▸ Source extract:
======
Bury My Heart at Wounded Knee, dir. Yves Simoneau (Warner)
Ringing Roger, October 2009
When Barach Obama was elected president last year, the historian Simon Schama suggested that his victory represented the ‘redemption’ of the United States. Why? Because the constitution had been founded on an ‘original sin’, namely slavery. (Thomas Jefferson himself owned over 600 African slaves.) But we must not forget that there was another offence, equally grievous, which was committed in the course of the settlement of that continent. I refer of course to the murder of millions of Native American people. Bury My Heart at Wounded Knee is a dramatisation of this act of genocide, this second ‘original sin’ of the USA. The film, based on the book of the same title by Dee Brown, was made by the HBO network and first broadcast on US television in 2007; it is now available on DVD. It focuses on the Lakota tribe of the Sioux nation of Great Plains Indians, led by Chief Sitting Bull, the man credited with the Indian victory against General Custer at the Battle of Little Bighorn (1876). That is where the film starts; but the story it tells is one of defeat and subjugation. We see Sitting Bull and his people having to give up more and more of their land as the US army becomes both stronger and more devious. Eventually, they are forced onto a reservation at Standing Rock, South Dakota, where Sitting Bill is murdered. This act provokes an uprising, which is suppressed in the notorious massacre at Wounded Knee Creek (1890).
======
Referring expression grounding data:

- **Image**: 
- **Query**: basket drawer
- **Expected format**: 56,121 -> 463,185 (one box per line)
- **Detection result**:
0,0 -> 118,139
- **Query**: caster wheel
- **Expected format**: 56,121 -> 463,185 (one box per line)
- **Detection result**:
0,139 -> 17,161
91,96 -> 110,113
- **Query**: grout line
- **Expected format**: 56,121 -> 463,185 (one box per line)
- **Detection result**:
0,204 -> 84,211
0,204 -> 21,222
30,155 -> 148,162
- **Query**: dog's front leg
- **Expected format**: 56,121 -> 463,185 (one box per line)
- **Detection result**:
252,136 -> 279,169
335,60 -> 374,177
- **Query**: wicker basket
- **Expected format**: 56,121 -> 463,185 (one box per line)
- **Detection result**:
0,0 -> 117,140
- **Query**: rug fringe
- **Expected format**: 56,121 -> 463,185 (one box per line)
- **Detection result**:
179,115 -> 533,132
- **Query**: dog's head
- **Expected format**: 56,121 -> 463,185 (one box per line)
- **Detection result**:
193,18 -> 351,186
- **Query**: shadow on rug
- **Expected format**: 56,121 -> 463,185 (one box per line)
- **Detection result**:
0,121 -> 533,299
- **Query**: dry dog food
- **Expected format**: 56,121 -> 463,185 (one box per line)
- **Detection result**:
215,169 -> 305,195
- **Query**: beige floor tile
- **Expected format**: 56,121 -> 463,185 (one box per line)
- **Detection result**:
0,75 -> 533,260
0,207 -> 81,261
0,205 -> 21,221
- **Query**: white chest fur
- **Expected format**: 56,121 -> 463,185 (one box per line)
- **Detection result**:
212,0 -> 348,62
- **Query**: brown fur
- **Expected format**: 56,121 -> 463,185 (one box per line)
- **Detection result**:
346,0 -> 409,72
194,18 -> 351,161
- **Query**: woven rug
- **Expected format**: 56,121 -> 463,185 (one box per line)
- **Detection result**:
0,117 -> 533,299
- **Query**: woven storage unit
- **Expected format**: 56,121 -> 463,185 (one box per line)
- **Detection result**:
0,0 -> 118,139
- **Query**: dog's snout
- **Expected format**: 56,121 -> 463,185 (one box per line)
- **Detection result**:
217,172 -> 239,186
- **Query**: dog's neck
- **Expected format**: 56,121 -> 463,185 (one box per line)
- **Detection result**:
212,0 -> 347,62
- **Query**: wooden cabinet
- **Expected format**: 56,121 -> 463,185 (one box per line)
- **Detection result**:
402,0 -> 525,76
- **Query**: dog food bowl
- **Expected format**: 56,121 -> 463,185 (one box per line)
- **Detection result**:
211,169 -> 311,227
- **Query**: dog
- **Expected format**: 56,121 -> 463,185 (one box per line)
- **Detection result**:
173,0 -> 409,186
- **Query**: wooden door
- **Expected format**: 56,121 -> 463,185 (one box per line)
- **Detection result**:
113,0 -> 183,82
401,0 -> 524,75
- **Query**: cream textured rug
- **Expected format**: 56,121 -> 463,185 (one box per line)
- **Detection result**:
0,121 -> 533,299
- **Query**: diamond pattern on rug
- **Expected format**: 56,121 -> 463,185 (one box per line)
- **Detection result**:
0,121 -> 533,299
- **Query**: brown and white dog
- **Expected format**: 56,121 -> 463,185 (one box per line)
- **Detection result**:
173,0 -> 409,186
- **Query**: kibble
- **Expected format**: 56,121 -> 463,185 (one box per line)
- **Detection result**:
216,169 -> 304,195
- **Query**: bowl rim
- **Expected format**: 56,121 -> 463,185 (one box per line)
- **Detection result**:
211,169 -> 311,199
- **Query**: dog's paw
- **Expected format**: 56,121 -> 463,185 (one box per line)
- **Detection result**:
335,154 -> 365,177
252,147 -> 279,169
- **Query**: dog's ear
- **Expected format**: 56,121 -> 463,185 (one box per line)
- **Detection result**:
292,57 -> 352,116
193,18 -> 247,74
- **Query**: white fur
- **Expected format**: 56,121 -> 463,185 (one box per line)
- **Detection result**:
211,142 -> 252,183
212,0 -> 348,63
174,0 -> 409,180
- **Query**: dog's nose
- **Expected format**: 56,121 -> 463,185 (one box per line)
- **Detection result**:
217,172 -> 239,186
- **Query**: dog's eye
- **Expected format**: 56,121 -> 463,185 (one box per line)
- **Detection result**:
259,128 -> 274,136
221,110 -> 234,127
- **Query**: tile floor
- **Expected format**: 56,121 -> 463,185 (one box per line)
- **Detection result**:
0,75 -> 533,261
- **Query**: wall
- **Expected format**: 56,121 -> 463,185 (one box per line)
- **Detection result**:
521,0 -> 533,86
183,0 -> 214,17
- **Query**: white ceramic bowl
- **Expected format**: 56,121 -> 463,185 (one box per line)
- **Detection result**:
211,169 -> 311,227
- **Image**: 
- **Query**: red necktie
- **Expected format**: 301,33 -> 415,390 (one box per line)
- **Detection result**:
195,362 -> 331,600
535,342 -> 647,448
======
▸ Exercise requirements: Repeat the film review in full, word for word.

▸ Answer to the exercise:
Bury My Heart at Wounded Knee, dir. Yves Simoneau (Warner)
Ringing Roger, October 2009
When Barach Obama was elected president last year, the historian Simon Schama suggested that his victory represented the ‘redemption’ of the United States. Why? Because the constitution had been founded on an ‘original sin’, namely slavery. (Thomas Jefferson himself owned over 600 African slaves.) But we must not forget that there was another offence, equally grievous, which was committed in the course of the settlement of that continent. I refer of course to the murder of millions of Native American people. Bury My Heart at Wounded Knee is a dramatisation of this act of genocide, this second ‘original sin’ of the USA. The film, based on the book of the same title by Dee Brown, was made by the HBO network and first broadcast on US television in 2007; it is now available on DVD. It focuses on the Lakota tribe of the Sioux nation of Great Plains Indians, led by Chief Sitting Bull, the man credited with the Indian victory against General Custer at the Battle of Little Bighorn (1876). That is where the film starts; but the story it tells is one of defeat and subjugation. We see Sitting Bull and his people having to give up more and more of their land as the US army becomes both stronger and more devious. Eventually, they are forced onto a reservation at Standing Rock, South Dakota, where Sitting Bill is murdered. This act provokes an uprising, which is suppressed in the notorious massacre at Wounded Knee Creek (1890).